WORK TO DO
Continue the forum thread about the movie Gravity from where it stops, writing the next part of the reply.

DOCUMENT TEXT
## start

# Gravity



## fschris (Oct 31, 2009)

this was 'made' for 3d so I may go see it at movies.... looks intense even though I dis like Sandra bullock....apparently the 10 minute opening sequence is incredible


----------



## Mike Edwards (Mar 10, 2011)

I saw the trailer for this recently. looks kinda interesting. I'll give it a chance


----------



## tripplej (Oct 23, 2011)

The trailer is very interesting to say the least. I just wonder if the movie itself will be worth it.
I will check out the reviews and if it lives up to the hype will check it out in 3d. Thanks for sharing.


----------



## Peter Loeser (Aug 11, 2012)

tripplej said:


> The trailer is very interesting to say the least. I just wonder if the movie itself will be worth it.
> I will check out the reviews and if it lives up to the hype will check it out in 3d. Thanks for sharing.


Yeah, gonna wait for some reviews before I see this one.


----------



## tripplej (Oct 23, 2011)

Peter Loeser said:


> Yeah, gonna wait for some reviews before I see this one.


I have been taken by great trailers in the past and then come to find out that the movie is terrible or all the best scenes were actually from the trailer! 

So, while this one looks impressive, I will wait and see what the general opinion is. Best case, will see it in theaters, worse case, a rental.


----------



## Peter Loeser (Aug 11, 2012)

tripplej said:


> I have been taken by great trailers in the past and then come to find out that the movie is terrible or all the best scenes were actually from the trailer!
> 
> So, while this one looks impressive, I will wait and see what the general opinion is. Best case, will see it in theaters, worse case, a rental.


Agreed. What part of Texas are you from tripple? Just curious if you're nearby and where you go for 3D.


----------



## tripplej (Oct 23, 2011)

Peter Loeser said:


> Agreed. What part of Texas are you from tripple? Just curious if you're nearby and where you go for 3D.

## end

RAW DATA
## start

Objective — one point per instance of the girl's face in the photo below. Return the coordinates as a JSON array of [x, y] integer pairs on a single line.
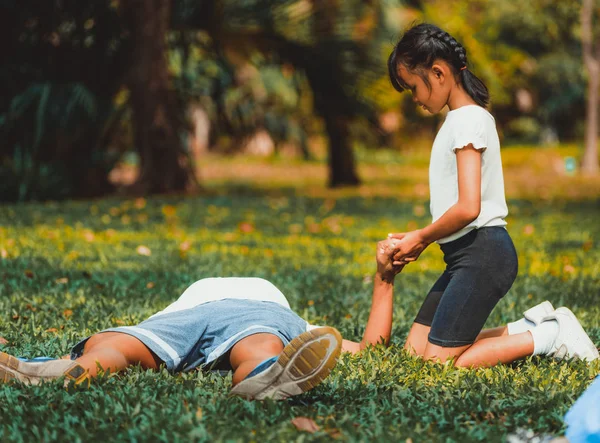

## end

ANSWER FOR THIS EXERCISE
NW Houston - in between Jersey Village and Cypress in unincorporated Houston. 

For movies for the whole family we usually go to Movie Tavern which is on hwy 249. It is a dinner theater place perfect for the whole family. Can order a full meal and watch the movie. Plus the kids will eat pizza and have a good time. 

For IMAX, we go to Silverado near Tomball. 

Where are you?


----------



## Peter Loeser (Aug 11, 2012)

tripplej said:


> NW Houston - in between Jersey Village and Cypress in unincorporated Houston.
> 
> For movies for the whole family we usually go to Movie Tavern which is on hwy 249. It is a dinner theater place perfect for the whole family. Can order a full meal and watch the movie. Plus the kids will eat pizza and have a good time.
> 
> ...


Oh, you are up near Dale Rasco. Now I'm wondering if we met at Dale's house last November for the sub shootout/GTG? I'm lucky if I can remember the names much less the corresponding forum users :scratch:

I am located in Houston not far from Cypress. I've been to the Imax at Silverado. There's also a Studio Movie Grille about 5 mins from my house, pretty similar to the Movie Tavern.


----------



## tripplej (Oct 23, 2011)

Studio Movie Grill is good as well. Same as Movie Tavern. Nice place to get a full meal (restaurant style) and you can watch a movie and drink a beer/wine as well.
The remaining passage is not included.